#### Input records:
-*-*-
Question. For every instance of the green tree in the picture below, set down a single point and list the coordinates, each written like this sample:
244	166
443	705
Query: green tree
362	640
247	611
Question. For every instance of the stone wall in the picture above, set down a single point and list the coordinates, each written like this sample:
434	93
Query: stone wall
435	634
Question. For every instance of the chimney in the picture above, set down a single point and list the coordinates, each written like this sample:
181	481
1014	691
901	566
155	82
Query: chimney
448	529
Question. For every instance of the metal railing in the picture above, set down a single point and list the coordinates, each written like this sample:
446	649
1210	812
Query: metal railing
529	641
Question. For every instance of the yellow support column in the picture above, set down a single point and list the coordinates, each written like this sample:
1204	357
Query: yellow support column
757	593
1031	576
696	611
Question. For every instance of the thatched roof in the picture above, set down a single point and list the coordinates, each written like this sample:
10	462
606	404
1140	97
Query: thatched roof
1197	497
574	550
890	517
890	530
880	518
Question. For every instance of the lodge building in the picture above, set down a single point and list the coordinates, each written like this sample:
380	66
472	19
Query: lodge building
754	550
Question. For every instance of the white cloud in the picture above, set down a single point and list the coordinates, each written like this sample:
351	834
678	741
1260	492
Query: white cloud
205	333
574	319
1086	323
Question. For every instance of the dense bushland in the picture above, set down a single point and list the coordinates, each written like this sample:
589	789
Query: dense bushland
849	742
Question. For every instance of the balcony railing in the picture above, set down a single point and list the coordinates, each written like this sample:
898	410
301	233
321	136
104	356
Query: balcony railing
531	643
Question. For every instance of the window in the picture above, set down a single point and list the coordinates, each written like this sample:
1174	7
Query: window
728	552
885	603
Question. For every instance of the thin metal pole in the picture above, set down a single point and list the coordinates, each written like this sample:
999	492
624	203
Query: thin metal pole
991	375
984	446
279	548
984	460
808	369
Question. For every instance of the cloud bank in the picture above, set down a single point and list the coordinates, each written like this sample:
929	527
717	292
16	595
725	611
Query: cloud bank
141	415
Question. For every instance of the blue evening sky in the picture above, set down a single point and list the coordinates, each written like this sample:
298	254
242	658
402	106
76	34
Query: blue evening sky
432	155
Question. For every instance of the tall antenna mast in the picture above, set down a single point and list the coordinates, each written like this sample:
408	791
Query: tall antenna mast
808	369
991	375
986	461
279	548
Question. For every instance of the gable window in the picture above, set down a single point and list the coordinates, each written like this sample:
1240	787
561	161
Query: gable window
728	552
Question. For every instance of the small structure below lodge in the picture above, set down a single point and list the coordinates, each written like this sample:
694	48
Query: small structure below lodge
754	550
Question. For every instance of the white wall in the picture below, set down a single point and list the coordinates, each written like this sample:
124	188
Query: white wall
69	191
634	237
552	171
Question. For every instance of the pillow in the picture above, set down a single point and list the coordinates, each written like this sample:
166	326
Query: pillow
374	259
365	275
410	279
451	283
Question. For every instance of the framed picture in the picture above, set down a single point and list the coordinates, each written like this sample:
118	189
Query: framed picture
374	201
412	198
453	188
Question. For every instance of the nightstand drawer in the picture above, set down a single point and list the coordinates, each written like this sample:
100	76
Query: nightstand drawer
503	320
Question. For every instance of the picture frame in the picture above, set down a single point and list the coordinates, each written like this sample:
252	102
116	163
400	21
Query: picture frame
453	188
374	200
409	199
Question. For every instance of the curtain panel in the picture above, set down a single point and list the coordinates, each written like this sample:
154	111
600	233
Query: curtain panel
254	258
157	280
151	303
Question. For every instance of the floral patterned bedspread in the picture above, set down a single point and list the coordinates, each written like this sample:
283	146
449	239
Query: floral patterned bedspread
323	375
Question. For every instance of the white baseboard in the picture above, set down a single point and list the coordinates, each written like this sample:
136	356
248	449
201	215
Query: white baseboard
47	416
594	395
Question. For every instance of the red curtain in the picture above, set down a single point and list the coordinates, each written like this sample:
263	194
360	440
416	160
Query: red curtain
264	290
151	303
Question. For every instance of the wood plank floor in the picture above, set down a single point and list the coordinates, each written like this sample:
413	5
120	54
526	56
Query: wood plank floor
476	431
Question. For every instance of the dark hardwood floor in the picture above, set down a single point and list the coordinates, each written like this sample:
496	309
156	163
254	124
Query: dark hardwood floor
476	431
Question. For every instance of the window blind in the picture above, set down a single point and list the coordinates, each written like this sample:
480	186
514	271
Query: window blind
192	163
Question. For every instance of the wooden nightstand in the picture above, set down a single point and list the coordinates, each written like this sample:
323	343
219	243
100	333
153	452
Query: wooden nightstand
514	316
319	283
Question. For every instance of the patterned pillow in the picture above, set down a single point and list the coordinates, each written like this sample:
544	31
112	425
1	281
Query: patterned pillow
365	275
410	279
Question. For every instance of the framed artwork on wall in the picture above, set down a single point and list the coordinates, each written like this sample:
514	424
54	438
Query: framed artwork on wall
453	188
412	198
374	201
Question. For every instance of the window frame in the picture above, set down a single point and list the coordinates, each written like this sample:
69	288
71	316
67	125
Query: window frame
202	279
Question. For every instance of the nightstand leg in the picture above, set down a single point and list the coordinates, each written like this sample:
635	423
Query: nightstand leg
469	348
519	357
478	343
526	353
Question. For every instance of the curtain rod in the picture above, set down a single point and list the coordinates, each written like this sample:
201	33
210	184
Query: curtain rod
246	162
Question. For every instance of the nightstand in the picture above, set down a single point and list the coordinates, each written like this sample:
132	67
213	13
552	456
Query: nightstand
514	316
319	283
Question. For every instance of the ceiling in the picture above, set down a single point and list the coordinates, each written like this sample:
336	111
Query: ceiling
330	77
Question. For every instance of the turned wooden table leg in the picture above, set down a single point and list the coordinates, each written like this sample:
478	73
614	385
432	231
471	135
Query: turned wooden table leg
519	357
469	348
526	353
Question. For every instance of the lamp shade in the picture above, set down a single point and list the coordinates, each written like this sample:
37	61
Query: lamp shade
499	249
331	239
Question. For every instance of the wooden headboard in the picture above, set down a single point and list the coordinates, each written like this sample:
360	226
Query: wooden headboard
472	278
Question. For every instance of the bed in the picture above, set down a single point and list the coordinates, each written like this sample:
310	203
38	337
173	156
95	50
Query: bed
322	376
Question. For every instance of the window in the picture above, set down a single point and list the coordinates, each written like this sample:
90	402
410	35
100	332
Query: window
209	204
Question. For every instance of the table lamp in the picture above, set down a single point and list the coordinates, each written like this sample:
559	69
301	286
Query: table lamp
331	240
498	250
-*-*-
#### What to work on:
Go through the entries and repeat each one exactly.

#### Reply:
Question. For every instance of the green tree in the picture below, set down a single point and list the coordinates, each written like this sample:
244	166
443	705
Query: green tree
362	640
247	611
Question. For every instance of the stone wall in the picture above, set down a single point and list the coordinates, each written like this sample:
434	93
Query: stone wall
435	634
Question. For every instance of the chimney in the picture above, set down a single point and list the coordinates, each written like this sample:
181	481
1014	691
901	566
155	82
Query: chimney
448	529
Question. For every instance of the metal railing in the picture above, set down a single point and list the coordinates, each written like this sample:
446	649
1210	812
Query: metal railing
529	641
Question. For every instance of the yellow support column in the picture above, set down a single point and list the coordinates, each written like this sample:
1204	357
Query: yellow support column
757	593
1031	576
696	611
Question. For every instance of the thatched roof in the picture above, set down a single point and list the coordinates, each written like this sample:
10	462
606	404
1140	97
Query: thatched roof
1197	497
574	550
890	517
890	530
880	518
Question. For every instance of the lodge building in the picture above, set down a single point and list the coordinates, each written like this sample:
380	66
472	19
Query: lodge building
754	550
Question. For every instance of the white cloud in the picture above, set down a single point and list the coordinates, each written like this sample:
351	834
678	741
1260	492
Query: white cloud
205	333
574	319
1086	323
Question. For every instance of the dense bushland in the picture above, set down a single point and list the coordinates, each written like this sample:
589	789
Query: dense bushland
849	742
Question. For every instance of the balcony railing in the picture above, set down a single point and list the coordinates, each written like this sample:
898	410
301	233
321	136
104	356
Query: balcony railing
531	643
Question. For every instance of the window in the picture above, set down a single point and list the coordinates, each written like this sample:
1174	7
Query: window
728	552
885	603
Question. For every instance of the thin metal pole in the picture above, set down a single point and list the coordinates, each written like this sample:
999	492
624	203
Query: thin metal pole
991	375
984	446
279	548
984	460
808	369
Question. For every instance of the cloud bank in the picture above, set down a single point and list the coordinates, each written like this sample:
929	527
717	292
16	595
725	611
Query: cloud bank
141	415
Question. For every instance of the blue evening sky in the picture above, set down a single point and list the coordinates, each written like this sample:
298	254
242	658
402	106
76	34
Query: blue evening sky
432	155
Question. For every instance of the tall antenna mast in the picture above, set down a single point and list the coordinates, each written like this sample:
408	791
Query: tall antenna mast
808	369
991	375
986	461
279	548
Question. For every instance of the gable window in the picture above, set down a single point and list the coordinates, each written like this sample:
1240	787
561	161
Query: gable window
728	552
Question. For every instance of the small structure below lodge in the picture above, set down a single point and list the coordinates, each written like this sample:
694	48
Query: small structure below lodge
754	550
Question. For every instance of the white wall in the picture below, set down a single point and list the coordinates, each written like this sample:
124	188
Query: white wall
69	191
634	237
552	171
Question. For every instance of the pillow in the picture above, set down a single point and list the coordinates, each written like this sample:
166	326
Query: pillow
374	259
365	275
410	279
451	283
Question. For every instance of the framed picture in the picture above, set down a single point and list the coordinates, each written like this sample:
118	189
Query: framed picture
374	201
412	198
453	188
Question. For every instance of the nightstand drawer in the picture above, set down a single point and list the coordinates, each written like this sample:
100	76
Query: nightstand drawer
503	320
Question. For every instance of the picture frame in the picture above, set down a single point and list the coordinates, each written like this sample:
252	102
116	163
400	21
Query: picture frame
453	188
374	200
409	199
Question. For every instance of the curtain panel in the picture above, set down a single point and list the coordinates, each written like this sample:
154	111
600	233
Query: curtain panel
254	258
157	280
151	303
Question. For every instance of the floral patterned bedspread in the picture above, set down a single point and list the coordinates, each written like this sample:
283	146
449	239
Query: floral patterned bedspread
323	375
Question. For every instance of the white baseboard in the picture above, set down a single point and list the coordinates, each written like this sample:
136	356
248	449
201	215
Query: white baseboard
47	416
594	395
Question. For every instance of the red curtain in the picture above, set down a single point and list the coordinates, each written like this sample:
263	194
360	440
416	160
Query: red curtain
264	290
151	303
Question. For every instance of the wood plank floor in the picture above, set down a single point and list the coordinates, each written like this sample:
413	5
120	54
526	56
Query: wood plank floor
476	431
Question. For every instance of the dark hardwood floor in the picture above, set down a single point and list the coordinates, each written like this sample:
496	309
156	163
254	124
Query: dark hardwood floor
476	431
Question. For every instance of the window blind in the picture above, set down a single point and list the coordinates, each written like this sample:
480	186
514	271
Query: window blind
192	163
Question. For every instance of the wooden nightstand in the picture above, set down a single point and list the coordinates, each written like this sample:
323	343
219	243
100	333
153	452
Query: wooden nightstand
514	316
319	283
Question. For every instance of the patterned pillow in the picture above, set down a single point and list the coordinates, each written like this sample:
544	31
112	425
1	281
Query: patterned pillow
365	275
410	279
Question. For every instance of the framed artwork on wall in the picture above, set down a single point and list the coordinates, each written like this sample:
514	424
54	438
Query: framed artwork on wall
453	188
412	198
374	201
Question. For every instance of the window frame in the picture above, set down a single point and list the coordinates, each written like this sample:
69	288
71	316
67	125
Query: window frame
202	279
Question. For every instance of the nightstand leg in the picture above, set down a single point and list the coordinates, each written like this sample:
635	423
Query: nightstand leg
469	348
519	357
478	343
526	353
Question. For every instance of the curtain rod in the picture above, set down a single point and list the coordinates, each written like this sample:
201	33
210	184
Query: curtain rod
246	162
Question. For every instance of the nightstand in the picture above, set down a single point and list the coordinates, each written like this sample:
132	67
213	13
552	456
Query: nightstand
514	316
319	283
Question. For every instance of the ceiling in the picture above, set down a single point and list the coordinates, each written like this sample:
336	111
Query: ceiling
330	77
Question. For every instance of the turned wooden table leg in the picture above, set down a single point and list the coordinates, each written like this sample:
478	73
614	385
432	231
471	135
Query: turned wooden table leg
519	357
469	348
526	353
Question. For every instance of the lamp shade in the picture above, set down a single point and list the coordinates, each written like this sample:
37	61
Query: lamp shade
499	249
331	239
Question. For every instance of the wooden headboard in the picture above, set down a single point and list the coordinates, each written like this sample:
360	226
Query: wooden headboard
472	278
Question. For every instance of the bed in the picture above, set down a single point and list the coordinates, each written like this sample:
310	203
38	337
173	156
95	50
Query: bed
322	376
Question. For every instance of the window in the picture above, set down a single point and list the coordinates, each written like this sample:
90	402
410	35
100	332
Query: window
209	204
Question. For every instance of the table lamp in the picture above, set down a single point and list the coordinates, each written like this sample:
559	69
301	286
Query: table lamp
331	240
498	250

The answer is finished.